§ **Work required**: An exact reproduction of each record is required.

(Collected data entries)
□ □ □ □ □

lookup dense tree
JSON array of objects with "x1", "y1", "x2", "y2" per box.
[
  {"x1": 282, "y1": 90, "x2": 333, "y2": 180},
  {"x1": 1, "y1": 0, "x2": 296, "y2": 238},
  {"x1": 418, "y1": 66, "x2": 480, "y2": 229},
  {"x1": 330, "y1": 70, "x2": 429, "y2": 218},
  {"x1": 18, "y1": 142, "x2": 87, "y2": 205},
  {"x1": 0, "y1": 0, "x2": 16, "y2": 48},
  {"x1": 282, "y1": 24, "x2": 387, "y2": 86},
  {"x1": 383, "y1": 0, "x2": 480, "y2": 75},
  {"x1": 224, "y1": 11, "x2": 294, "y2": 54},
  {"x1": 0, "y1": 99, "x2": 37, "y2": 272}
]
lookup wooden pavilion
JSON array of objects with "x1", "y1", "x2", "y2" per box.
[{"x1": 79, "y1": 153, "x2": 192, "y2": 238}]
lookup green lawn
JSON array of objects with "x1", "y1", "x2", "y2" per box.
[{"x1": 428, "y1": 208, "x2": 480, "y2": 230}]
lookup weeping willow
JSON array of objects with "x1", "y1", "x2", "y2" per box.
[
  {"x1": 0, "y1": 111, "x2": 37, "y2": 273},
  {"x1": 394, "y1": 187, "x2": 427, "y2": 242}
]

□ □ □ □ □

§ **Output for this task**:
lookup dense tree
JSON array of objects with "x1", "y1", "x2", "y2" per box.
[
  {"x1": 282, "y1": 90, "x2": 333, "y2": 180},
  {"x1": 1, "y1": 0, "x2": 296, "y2": 238},
  {"x1": 418, "y1": 66, "x2": 480, "y2": 229},
  {"x1": 330, "y1": 70, "x2": 429, "y2": 218},
  {"x1": 18, "y1": 142, "x2": 87, "y2": 205},
  {"x1": 0, "y1": 0, "x2": 16, "y2": 48},
  {"x1": 282, "y1": 24, "x2": 387, "y2": 86},
  {"x1": 383, "y1": 0, "x2": 480, "y2": 75},
  {"x1": 224, "y1": 11, "x2": 294, "y2": 54},
  {"x1": 0, "y1": 99, "x2": 37, "y2": 272}
]
lookup wooden pavilion
JSON array of objects with "x1", "y1", "x2", "y2" per box.
[{"x1": 79, "y1": 153, "x2": 192, "y2": 238}]
lookup green lawn
JSON array of objects with "x1", "y1", "x2", "y2" per box.
[{"x1": 428, "y1": 208, "x2": 480, "y2": 230}]
lookup weeping willow
JSON array of objects with "x1", "y1", "x2", "y2" per box.
[
  {"x1": 0, "y1": 111, "x2": 37, "y2": 273},
  {"x1": 394, "y1": 187, "x2": 427, "y2": 242}
]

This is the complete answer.